--- Input records ---
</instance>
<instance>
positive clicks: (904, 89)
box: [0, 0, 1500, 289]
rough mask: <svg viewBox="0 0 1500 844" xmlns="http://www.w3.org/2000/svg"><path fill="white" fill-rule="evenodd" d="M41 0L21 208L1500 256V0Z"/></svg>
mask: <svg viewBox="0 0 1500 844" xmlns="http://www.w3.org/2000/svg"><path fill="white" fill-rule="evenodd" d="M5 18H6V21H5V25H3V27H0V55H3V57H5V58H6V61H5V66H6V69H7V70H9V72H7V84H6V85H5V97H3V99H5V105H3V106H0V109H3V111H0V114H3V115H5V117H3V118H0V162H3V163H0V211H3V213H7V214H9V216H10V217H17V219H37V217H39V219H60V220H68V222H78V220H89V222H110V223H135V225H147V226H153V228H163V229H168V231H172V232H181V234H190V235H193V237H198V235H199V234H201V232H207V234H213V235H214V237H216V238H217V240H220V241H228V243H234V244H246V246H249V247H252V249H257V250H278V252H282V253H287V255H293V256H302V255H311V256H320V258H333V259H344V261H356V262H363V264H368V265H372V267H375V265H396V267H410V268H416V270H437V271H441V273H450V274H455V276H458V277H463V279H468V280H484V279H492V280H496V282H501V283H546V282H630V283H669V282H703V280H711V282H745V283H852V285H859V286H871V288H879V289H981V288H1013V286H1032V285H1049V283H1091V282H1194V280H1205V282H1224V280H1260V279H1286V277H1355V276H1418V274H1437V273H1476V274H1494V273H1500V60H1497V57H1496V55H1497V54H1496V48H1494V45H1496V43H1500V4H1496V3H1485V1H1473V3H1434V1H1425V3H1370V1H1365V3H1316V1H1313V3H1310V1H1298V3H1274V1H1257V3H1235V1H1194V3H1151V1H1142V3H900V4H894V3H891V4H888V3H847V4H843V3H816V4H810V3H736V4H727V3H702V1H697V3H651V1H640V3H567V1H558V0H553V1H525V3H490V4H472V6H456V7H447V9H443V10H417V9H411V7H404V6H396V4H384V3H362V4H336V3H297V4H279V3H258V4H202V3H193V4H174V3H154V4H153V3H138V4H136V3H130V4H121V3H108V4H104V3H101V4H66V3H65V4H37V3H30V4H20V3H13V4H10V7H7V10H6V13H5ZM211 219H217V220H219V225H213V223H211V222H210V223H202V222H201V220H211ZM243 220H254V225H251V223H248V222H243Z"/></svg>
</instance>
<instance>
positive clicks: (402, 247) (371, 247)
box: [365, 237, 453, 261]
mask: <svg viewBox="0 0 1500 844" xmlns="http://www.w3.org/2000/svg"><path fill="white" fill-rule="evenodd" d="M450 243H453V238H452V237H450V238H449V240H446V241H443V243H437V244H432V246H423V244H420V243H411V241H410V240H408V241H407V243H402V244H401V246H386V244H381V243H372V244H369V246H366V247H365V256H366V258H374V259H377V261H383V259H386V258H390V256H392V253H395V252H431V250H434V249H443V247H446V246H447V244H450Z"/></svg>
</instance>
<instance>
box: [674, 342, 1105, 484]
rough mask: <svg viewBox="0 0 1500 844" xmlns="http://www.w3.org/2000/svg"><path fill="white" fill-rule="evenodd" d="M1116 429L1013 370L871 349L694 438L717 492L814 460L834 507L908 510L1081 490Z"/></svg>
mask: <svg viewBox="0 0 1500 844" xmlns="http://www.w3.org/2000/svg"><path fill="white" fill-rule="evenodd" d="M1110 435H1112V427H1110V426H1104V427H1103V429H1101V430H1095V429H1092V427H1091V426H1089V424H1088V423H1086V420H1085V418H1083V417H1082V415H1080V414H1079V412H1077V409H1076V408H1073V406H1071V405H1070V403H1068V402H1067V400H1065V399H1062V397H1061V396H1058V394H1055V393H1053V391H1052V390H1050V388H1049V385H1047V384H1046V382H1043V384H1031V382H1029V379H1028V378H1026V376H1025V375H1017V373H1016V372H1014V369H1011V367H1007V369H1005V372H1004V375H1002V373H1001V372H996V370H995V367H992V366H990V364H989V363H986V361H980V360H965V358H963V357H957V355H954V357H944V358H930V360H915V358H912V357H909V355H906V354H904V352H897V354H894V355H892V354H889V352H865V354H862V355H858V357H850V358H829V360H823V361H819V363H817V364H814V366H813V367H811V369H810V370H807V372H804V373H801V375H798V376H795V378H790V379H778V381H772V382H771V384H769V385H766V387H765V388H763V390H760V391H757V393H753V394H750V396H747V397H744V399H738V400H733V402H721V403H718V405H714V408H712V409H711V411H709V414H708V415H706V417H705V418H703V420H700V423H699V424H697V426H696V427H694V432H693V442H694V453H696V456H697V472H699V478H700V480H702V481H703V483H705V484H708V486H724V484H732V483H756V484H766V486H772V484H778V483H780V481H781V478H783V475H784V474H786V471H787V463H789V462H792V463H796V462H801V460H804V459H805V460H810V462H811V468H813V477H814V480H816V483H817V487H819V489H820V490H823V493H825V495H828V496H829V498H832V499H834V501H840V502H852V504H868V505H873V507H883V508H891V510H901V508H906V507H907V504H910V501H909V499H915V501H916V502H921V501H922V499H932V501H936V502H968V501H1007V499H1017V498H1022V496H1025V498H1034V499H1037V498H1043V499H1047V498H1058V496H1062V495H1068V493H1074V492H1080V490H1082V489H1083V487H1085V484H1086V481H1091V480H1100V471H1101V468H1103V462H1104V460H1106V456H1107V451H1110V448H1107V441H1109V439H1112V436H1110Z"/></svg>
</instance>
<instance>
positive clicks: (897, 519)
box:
---
Description of the task
All entries above should be duplicated exactly, none omitted.

The completed task
</instance>
<instance>
positive clicks: (904, 89)
box: [0, 0, 1500, 289]
rough mask: <svg viewBox="0 0 1500 844" xmlns="http://www.w3.org/2000/svg"><path fill="white" fill-rule="evenodd" d="M41 0L21 208L1500 256V0Z"/></svg>
mask: <svg viewBox="0 0 1500 844" xmlns="http://www.w3.org/2000/svg"><path fill="white" fill-rule="evenodd" d="M5 18H6V21H5V25H3V27H0V55H3V57H5V58H6V61H5V66H6V69H7V70H9V72H7V84H6V85H5V97H3V99H5V105H3V106H0V109H3V111H0V114H3V115H5V117H3V118H0V162H3V163H0V211H3V213H7V214H9V216H10V217H17V219H37V217H39V219H60V220H68V222H78V220H89V222H110V223H135V225H147V226H153V228H163V229H168V231H172V232H181V234H190V235H193V237H198V235H199V234H201V232H207V234H213V235H214V237H216V238H217V240H220V241H228V243H234V244H246V246H249V247H252V249H257V250H278V252H282V253H287V255H293V256H302V255H311V256H320V258H333V259H344V261H356V262H363V264H368V265H372V267H375V265H396V267H410V268H416V270H437V271H441V273H450V274H455V276H458V277H463V279H468V280H484V279H492V280H496V282H501V283H546V282H630V283H669V282H703V280H711V282H745V283H852V285H859V286H871V288H879V289H981V288H1013V286H1032V285H1049V283H1091V282H1194V280H1205V282H1224V280H1260V279H1286V277H1355V276H1418V274H1437V273H1476V274H1494V273H1500V60H1497V57H1496V55H1497V54H1496V48H1494V45H1496V43H1500V4H1496V3H1485V1H1473V3H1434V1H1425V3H1370V1H1365V3H1316V1H1313V3H1310V1H1298V3H1274V1H1257V3H1235V1H1194V3H1151V1H1142V3H900V4H894V3H891V4H888V3H847V4H843V3H816V4H810V3H736V4H727V3H702V1H697V3H651V1H640V3H567V1H558V0H553V1H525V3H490V4H472V6H456V7H447V9H443V10H417V9H411V7H404V6H396V4H384V3H362V4H336V3H297V4H279V3H258V4H202V3H193V4H174V3H154V4H153V3H138V4H136V3H130V4H121V3H108V4H104V3H101V4H66V3H65V4H37V3H30V4H20V3H13V4H10V7H7V10H6V13H5ZM211 219H217V220H219V225H213V223H211V222H210V223H202V222H201V220H211ZM243 220H254V225H251V223H248V222H243Z"/></svg>
</instance>
<instance>
positive clicks: (402, 247) (371, 247)
box: [365, 237, 453, 261]
mask: <svg viewBox="0 0 1500 844" xmlns="http://www.w3.org/2000/svg"><path fill="white" fill-rule="evenodd" d="M450 243H453V238H452V237H450V238H449V240H446V241H443V243H437V244H432V246H423V244H420V243H411V241H410V240H408V241H407V243H402V244H401V246H386V244H381V243H372V244H369V246H366V247H365V256H366V258H374V259H377V261H383V259H386V258H390V256H392V253H395V252H431V250H434V249H443V247H446V246H447V244H450Z"/></svg>
</instance>
<instance>
box: [674, 342, 1105, 484]
rough mask: <svg viewBox="0 0 1500 844" xmlns="http://www.w3.org/2000/svg"><path fill="white" fill-rule="evenodd" d="M1116 429L1013 370L871 349L694 438L717 492L814 460L834 507L908 510L1081 490Z"/></svg>
mask: <svg viewBox="0 0 1500 844" xmlns="http://www.w3.org/2000/svg"><path fill="white" fill-rule="evenodd" d="M1110 435H1112V427H1110V426H1104V427H1103V429H1101V430H1095V429H1092V427H1091V426H1089V424H1088V423H1086V420H1085V418H1083V417H1082V415H1080V414H1079V412H1077V409H1076V408H1073V406H1071V405H1070V403H1068V402H1067V400H1065V399H1062V397H1061V396H1058V394H1055V393H1053V391H1052V390H1050V388H1049V385H1047V384H1046V382H1043V384H1031V382H1029V379H1028V378H1026V376H1025V375H1017V373H1016V372H1014V369H1011V367H1007V369H1005V372H1004V375H1002V373H1001V372H996V370H995V367H992V366H990V364H989V363H986V361H980V360H965V358H963V357H957V355H954V357H944V358H930V360H915V358H912V357H909V355H906V354H904V352H897V354H894V355H892V354H889V352H865V354H862V355H858V357H850V358H829V360H823V361H819V363H817V364H814V366H813V367H811V369H810V370H807V372H804V373H801V375H798V376H795V378H790V379H778V381H772V382H771V384H769V385H766V387H765V388H763V390H760V391H757V393H753V394H750V396H747V397H744V399H738V400H733V402H721V403H718V405H714V408H712V409H711V411H709V414H708V415H706V417H705V418H703V420H700V423H699V424H697V426H696V427H694V432H693V442H694V453H696V456H697V472H699V478H700V480H702V481H703V483H705V484H708V486H724V484H732V483H756V484H766V486H772V484H778V483H780V481H781V478H783V475H784V474H786V471H787V463H789V462H792V463H796V462H801V460H804V459H805V460H810V462H811V468H813V477H814V480H816V483H817V487H819V489H820V490H823V493H825V495H828V496H829V498H832V499H834V501H840V502H852V504H868V505H873V507H883V508H891V510H901V508H906V507H907V504H910V501H909V499H915V501H916V502H921V501H922V499H932V501H936V502H968V501H1007V499H1017V498H1022V496H1025V498H1034V499H1037V498H1043V499H1047V498H1058V496H1062V495H1068V493H1074V492H1080V490H1082V489H1083V487H1085V484H1086V481H1091V480H1100V471H1101V468H1103V462H1104V460H1106V456H1107V451H1110V448H1107V441H1109V439H1112V436H1110Z"/></svg>
</instance>
<instance>
positive clicks: (897, 519)
box:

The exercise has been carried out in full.